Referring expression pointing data

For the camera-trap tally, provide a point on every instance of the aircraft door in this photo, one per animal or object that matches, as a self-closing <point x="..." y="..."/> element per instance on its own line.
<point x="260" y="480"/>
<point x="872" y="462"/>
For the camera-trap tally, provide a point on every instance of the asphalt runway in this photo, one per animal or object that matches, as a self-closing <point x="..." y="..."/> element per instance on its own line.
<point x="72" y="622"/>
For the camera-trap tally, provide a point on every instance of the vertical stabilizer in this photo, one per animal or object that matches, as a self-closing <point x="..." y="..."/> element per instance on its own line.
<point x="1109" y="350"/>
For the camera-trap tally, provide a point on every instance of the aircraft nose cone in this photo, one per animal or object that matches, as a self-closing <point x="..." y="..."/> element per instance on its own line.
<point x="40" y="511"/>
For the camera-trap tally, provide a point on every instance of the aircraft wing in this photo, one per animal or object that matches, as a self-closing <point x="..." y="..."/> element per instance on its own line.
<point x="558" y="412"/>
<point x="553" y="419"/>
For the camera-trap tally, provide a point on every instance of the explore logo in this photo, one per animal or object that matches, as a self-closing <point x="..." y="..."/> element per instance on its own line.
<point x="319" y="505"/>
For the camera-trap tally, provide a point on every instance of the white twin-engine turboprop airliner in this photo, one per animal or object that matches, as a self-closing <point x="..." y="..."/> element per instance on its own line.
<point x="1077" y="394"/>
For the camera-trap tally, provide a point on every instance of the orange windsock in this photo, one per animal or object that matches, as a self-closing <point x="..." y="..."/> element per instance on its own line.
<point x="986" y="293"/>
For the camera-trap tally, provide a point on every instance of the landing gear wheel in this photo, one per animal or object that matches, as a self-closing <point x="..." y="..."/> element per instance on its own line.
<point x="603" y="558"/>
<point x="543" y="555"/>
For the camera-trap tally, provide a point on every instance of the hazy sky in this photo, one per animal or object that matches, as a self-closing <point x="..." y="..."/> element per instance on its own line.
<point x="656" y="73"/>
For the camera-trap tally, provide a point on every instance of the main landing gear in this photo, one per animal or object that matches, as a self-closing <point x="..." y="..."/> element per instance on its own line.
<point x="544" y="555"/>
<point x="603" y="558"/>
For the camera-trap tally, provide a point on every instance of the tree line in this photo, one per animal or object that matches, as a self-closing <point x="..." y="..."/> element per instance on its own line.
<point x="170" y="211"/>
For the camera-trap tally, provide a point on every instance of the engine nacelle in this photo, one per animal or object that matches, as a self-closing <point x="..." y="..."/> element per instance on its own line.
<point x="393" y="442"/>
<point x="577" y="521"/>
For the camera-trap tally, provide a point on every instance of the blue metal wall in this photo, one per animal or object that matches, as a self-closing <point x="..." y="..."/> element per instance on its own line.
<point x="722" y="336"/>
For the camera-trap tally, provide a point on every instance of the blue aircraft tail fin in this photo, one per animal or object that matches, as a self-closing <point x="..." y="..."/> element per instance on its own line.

Problem description:
Line by line, retype the data exactly as written.

Reply to the exercise:
For the camera-trap tally, provide a point on every instance of the aircraft door in this photo, one per animal or object that matches, as a self-closing <point x="..." y="..."/> element per instance on its own line.
<point x="260" y="480"/>
<point x="872" y="462"/>
For the camera-trap tally, provide a point on every instance of the asphalt runway in this photo, one per animal or object that matches, as a self-closing <point x="..." y="..."/> element per instance on its own line.
<point x="72" y="622"/>
For the camera-trap tally, provide a point on every instance of the vertical stabilizer in this photo, one per animal or object that matches, as a self-closing <point x="..." y="..."/> element per instance on its own line.
<point x="1109" y="350"/>
For the camera-trap tally, provide a point on every instance of the aircraft nose cone in this photo, one per animal or object that matches, as a self-closing <point x="..." y="..."/> element per instance on its own line.
<point x="40" y="511"/>
For the camera-trap tally, provide a point on every instance of the aircraft wing in this photo, one per animal or object that matches, as a self-closing <point x="..." y="..."/> element per instance on its own line.
<point x="558" y="412"/>
<point x="553" y="419"/>
For the camera-trap tally, provide a point on every instance of the explore logo in this photo, one per animal or object that matches, as a self-closing <point x="..." y="..."/> element per instance on its own line.
<point x="319" y="505"/>
For the camera-trap tally, provide a point on every instance of the white twin-engine turboprop airliner in this photo, one per animal or object that matches, as a self-closing <point x="..." y="..."/> element per instance on its own line.
<point x="1077" y="394"/>
For the camera-trap tally, provide a point on every instance of the orange windsock in this photo, one per animal or object that matches, as a self-closing <point x="..." y="..."/> element per instance on its own line.
<point x="986" y="293"/>
For the camera-trap tally, provide a point on every instance of the landing gear wheel in this photo, one per animal or object that matches, as a self-closing <point x="..." y="..."/> element per instance on its own line.
<point x="603" y="558"/>
<point x="543" y="555"/>
For the camera-trap tally, provide a point on every instance of the hazy sky in this photo, one per animal or object that matches, as a self-closing <point x="..." y="..."/> element per instance on its own line.
<point x="656" y="73"/>
For the camera-trap tally, provide a point on every instance of the main landing gear in this photo, one per animal or object that matches, as a self-closing <point x="..." y="..."/> element per instance on its own line.
<point x="544" y="555"/>
<point x="603" y="558"/>
For the camera-trap tally, provide a point on every instance of the tree line in this photo, one per animal or object that matches, as a self-closing <point x="..." y="..."/> element per instance on its own line.
<point x="170" y="211"/>
For the camera-trap tally, provide a point on every instance of the engine nacelle in this photo, one per animal or object that matches, as a self-closing <point x="..." y="..."/> element per instance on its own line.
<point x="393" y="442"/>
<point x="577" y="521"/>
For the camera-trap tally, provide a point on every instance of the blue metal wall in this photo, one per animal or object that matches, as a self-closing <point x="..." y="..."/> element per instance on its own line.
<point x="722" y="336"/>
For the camera-trap tally, provide a point on every instance of the blue aircraft tail fin in this photo, one per animal or object that matches, as a self-closing <point x="..." y="..."/> element per instance on its own line.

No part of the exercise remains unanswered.